任务说明: 请接着关于台湾机构养老的文本最后一句往下写。

文本片段:
2.3 长期照护未来蓝图 近年来资讯与通讯科技快速发展及技术的成熟,长期照护管理中心也逐渐导入信息化来进行管理。为了能快速地将资料转换成资讯,将资讯转化成照护行动,延续健康照护的连续性,发展一套能兼顾作业及照护需求的长期照护信息化系统,以提升其竞争力确有其必要性。
3.1 台湾机构养老模式发展背景 为应对高龄化社会的来临,满足老年人养老的多元化需求,台湾当局除了尽快健全老年经济安全保障制度外,也正在规划建立比较完善的多元化的老人养老长期护理制度。这当中也考虑到台湾目前养老长期护理资源机构分布不均等问题,尤其是偏远地区与农业县市,不但医疗资源缺乏,人口老化又比其他县市情况严重,更需要政府系统地整合资源及发展养老长期照护。目前台湾的机构养老取向定位为:推动养老机构社区化照护网络,使失能者得以获得连续性照护,活化现有的社会资源,并辅导医院、安老机构提供居家护理及日间照护服务,落实在地老化,希望发展在地的服务[5]。
3.2 强调老人多元化养老需求取向 近年来,台湾养老机构越来越重视老年人的多元化需求,逐渐形成了以老年人需求取向为本的多元化养老模式,让老年人成为机构养老的真正主人,充分调动老年人在机构照护的积极老化。各个养老机构就针对老年人养老的多元化需求提供不同的服务,在机构内部分设了长照区、养护区和失智区。一些机构为满足区域社区老人多元化的需求,充分发挥机构效率,提升了竞争力,也拓展出各项外展服务,如社区送餐、老人保护及居家服务等。从安养机构、护理之家、荣民之家、失智老人照护等体系的建构就可以看出台湾顺应老人多元需求的设计[5]。其中台北的双连养老机构则是一个很典型的例子,该机构老人居住间的门避免相对都是互相错开的,他们解释说是为了避免老人相信风水学中的对门相冲;甚至每一部电梯都设计有为老年人量身定做的椅子,同时为了降低老人在电梯运行中产生的恐惧感和孤独感,电梯的门都装有透视玻璃。

(逐实例点定位数据)

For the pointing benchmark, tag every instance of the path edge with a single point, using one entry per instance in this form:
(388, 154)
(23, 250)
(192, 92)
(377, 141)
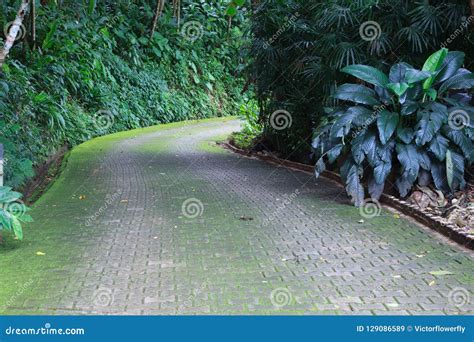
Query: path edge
(431, 221)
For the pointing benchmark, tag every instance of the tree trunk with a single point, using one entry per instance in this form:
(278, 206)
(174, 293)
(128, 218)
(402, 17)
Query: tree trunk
(15, 27)
(33, 24)
(159, 8)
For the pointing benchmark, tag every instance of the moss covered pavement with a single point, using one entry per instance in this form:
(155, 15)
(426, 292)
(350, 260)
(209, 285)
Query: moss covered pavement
(162, 221)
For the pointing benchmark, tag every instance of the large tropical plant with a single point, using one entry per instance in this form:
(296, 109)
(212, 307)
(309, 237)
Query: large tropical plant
(299, 47)
(409, 126)
(12, 212)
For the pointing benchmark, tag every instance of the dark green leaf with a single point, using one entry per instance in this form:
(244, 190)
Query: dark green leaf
(387, 123)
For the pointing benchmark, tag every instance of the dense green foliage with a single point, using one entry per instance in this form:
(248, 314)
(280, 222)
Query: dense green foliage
(95, 70)
(12, 212)
(416, 125)
(301, 46)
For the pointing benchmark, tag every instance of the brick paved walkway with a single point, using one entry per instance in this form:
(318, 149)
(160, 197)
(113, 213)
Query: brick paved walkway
(163, 222)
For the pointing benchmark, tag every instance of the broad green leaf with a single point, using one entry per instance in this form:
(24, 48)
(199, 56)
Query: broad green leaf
(432, 65)
(441, 273)
(439, 146)
(381, 171)
(356, 149)
(397, 72)
(231, 11)
(414, 75)
(353, 185)
(460, 139)
(432, 94)
(334, 152)
(319, 167)
(405, 183)
(409, 156)
(387, 123)
(375, 189)
(428, 126)
(368, 74)
(17, 230)
(356, 93)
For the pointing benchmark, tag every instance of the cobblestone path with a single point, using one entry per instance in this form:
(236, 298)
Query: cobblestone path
(162, 221)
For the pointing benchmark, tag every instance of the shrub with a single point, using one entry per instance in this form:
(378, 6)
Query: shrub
(12, 212)
(300, 46)
(414, 124)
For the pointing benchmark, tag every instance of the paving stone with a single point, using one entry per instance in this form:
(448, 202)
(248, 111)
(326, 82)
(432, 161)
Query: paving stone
(242, 245)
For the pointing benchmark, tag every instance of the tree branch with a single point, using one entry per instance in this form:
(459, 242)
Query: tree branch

回答如下:
3.3 强调政府责任与支持 在台湾的机构养老照护体系建构与发展历程中,政府越来越扮演着非常重要的角色。具体的角色包括:规划建立机构养老照顾相关制度;制定机构养老相关法规与健全工作体系;推动多层级的机构养老照顾模式;建立社区化的机构养老照护体系;组织高校培养与机构养老相关的应用研究人才;政府建好养老机构交由民间机构委托管理;政府切实担负起养老机构行业监督责任。
3.4 养老机构具备很高的专业素养和人文关怀 经过几十年的发展,台湾养老机构专业化养老服务品质提高很快。苗栗县的海青养老机构把专业与尊严作为组织的宗旨与信念,如他们在聘请医生的科类中,考虑的主要依据就是机构中老年人的病情分布情况。台北市双连养老机构的老人居室阳台中都放有一个宽大种植箱,老人们在自己的种植箱里种下自己喜欢的植物,在植物成长的过程中,可以增强老人生命不息的信念,这样的信念被称为灵性关怀;此外这样的灵性关怀还表现在很多养老机构设有教堂、佛堂、物理治疗室、感官治疗室等设施中,充分彰显了台湾养老服务品质与服务人性化取向。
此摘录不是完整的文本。